*** Opening Material for the task ***
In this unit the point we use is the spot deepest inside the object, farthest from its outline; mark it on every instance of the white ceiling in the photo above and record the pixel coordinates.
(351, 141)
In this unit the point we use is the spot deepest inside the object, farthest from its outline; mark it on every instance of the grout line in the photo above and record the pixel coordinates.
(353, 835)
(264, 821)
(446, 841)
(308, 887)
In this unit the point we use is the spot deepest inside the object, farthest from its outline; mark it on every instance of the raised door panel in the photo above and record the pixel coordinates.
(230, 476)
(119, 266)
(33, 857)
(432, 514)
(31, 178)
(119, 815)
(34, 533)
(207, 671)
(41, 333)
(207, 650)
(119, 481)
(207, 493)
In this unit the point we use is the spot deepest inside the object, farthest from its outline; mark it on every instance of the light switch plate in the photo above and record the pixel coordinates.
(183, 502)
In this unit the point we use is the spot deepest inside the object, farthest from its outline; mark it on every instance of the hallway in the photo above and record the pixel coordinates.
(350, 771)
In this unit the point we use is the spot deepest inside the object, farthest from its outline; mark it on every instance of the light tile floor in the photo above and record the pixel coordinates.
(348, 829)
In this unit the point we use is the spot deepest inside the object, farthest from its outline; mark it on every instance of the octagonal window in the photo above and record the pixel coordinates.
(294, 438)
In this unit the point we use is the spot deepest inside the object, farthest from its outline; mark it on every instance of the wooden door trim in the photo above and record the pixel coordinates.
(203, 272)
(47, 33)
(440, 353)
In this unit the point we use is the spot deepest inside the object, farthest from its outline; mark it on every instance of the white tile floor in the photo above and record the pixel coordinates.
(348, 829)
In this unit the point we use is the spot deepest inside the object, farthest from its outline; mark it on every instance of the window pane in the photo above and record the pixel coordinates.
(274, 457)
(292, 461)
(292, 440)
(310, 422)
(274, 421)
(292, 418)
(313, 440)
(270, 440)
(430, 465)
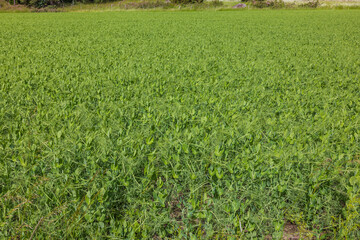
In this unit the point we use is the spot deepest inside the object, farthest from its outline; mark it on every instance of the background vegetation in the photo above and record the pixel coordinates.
(180, 124)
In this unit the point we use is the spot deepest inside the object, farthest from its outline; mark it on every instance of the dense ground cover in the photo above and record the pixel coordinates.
(180, 125)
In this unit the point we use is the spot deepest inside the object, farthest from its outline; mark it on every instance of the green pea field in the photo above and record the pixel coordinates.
(180, 125)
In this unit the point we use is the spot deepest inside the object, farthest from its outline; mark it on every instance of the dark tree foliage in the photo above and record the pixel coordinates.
(44, 3)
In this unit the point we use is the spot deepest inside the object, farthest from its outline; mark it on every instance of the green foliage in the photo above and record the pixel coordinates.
(189, 125)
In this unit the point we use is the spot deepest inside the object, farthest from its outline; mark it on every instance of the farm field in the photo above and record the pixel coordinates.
(180, 125)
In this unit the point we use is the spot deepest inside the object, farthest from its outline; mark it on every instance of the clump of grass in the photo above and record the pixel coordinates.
(179, 125)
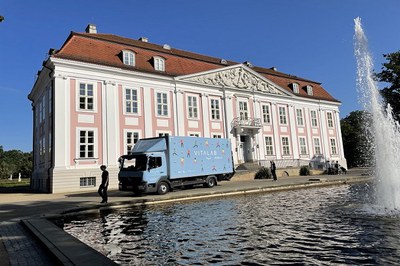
*** Closing Material for the task ***
- [What you are asked to do] The pictures should be dropped, and every line above should be set down again exactly.

- [Result]
In this unit the point we use is the spot deepest inside the object, farthest from its outline; mark it on every instance of the white ceiling in the photo above and record the pixel coordinates.
(351, 141)
In this unit the point we use is the spot deepest inside the object, farthest from its outline; mark it on every instance of the grout line in the photo above and record the pixel coordinates.
(353, 835)
(264, 821)
(446, 841)
(308, 887)
In this unit the point we use is the spot deepest inside the object, farthest from its outline; mark it on every instance of the raised door panel in the photo above and record the pixel coordinates.
(230, 476)
(119, 266)
(33, 857)
(432, 514)
(31, 178)
(119, 815)
(34, 533)
(207, 671)
(41, 333)
(207, 650)
(119, 481)
(207, 493)
In this unit the point we use is the spot deepest inside the object, farthest from its outline; mark it on every instance of the light switch plate in the photo above and record the pixel coordinates.
(183, 502)
In this unit the point we use is the spot deepest inside the object, farthest from its outline; mark it on every instance of the hallway in the photo above and record the pixel coordinates.
(350, 771)
In this unit the point we use is the spot deepest inside the object, farthest from its outline; mark it on every instance of the light tile floor in the photo above and record the pixel coordinates.
(348, 829)
In this unit the point we use is the spot deepest inside the object, farthest from its outline; mark it on every instance of the octagonal window in the photo above and record the pixel coordinates.
(294, 438)
In this unit the point we use is the spot deepest inside the object, farthest from its outline; mark it on every instance of the wooden door trim in the photo above and record the pixel coordinates.
(203, 272)
(47, 33)
(440, 353)
In this unit the point we use is the spot deepest inside the object, farthest from its outline; mark it on every instance of the white tile floor in the photo above and record the pixel coordinates.
(348, 829)
In this unit the point we use is the spot deepest inside the object, farthest from its outline; mark it on every instance of the window pane in the photo above and record the pixel coordinates.
(274, 457)
(292, 461)
(292, 440)
(310, 422)
(274, 421)
(292, 418)
(313, 440)
(270, 440)
(430, 465)
In this unit the point we use is the spot deepest inside the object, farthest from its outline; mark it on every instance of the background vegetation in the photo above and record the pixel coordinates.
(180, 124)
In this unit the point we use is the spot deepest inside the object, farthest from its outline; mark it on every instance of the dense ground cover in the photo above and record the pixel coordinates.
(180, 125)
In this unit the point we use is the spot deepest inside the object, farthest from its outline; mark it on every instance of the green pea field in the photo above and record the pixel coordinates.
(180, 125)
In this unit the point we use is the spot deepest inside the object, farthest from its outline; mark it on every instance of the dark tree foliage in the photo above and record the pixel coordinates.
(44, 3)
In this unit the point we use is the spot deepest inside the object, farthest from its outline; mark it on every instance of the green foliage in the photo above and record the pixel coordinates.
(189, 125)
In this unit the point we use is the spot deepest inside the object, farthest from its outline; mark it on every instance of the farm field in the photo above and record the pixel coordinates.
(180, 125)
In this unit the point we use is the spot deepest inside the object, farthest from its outline; mark it on every instance of the clump of grass in the photo above and record the pixel coordinates.
(179, 125)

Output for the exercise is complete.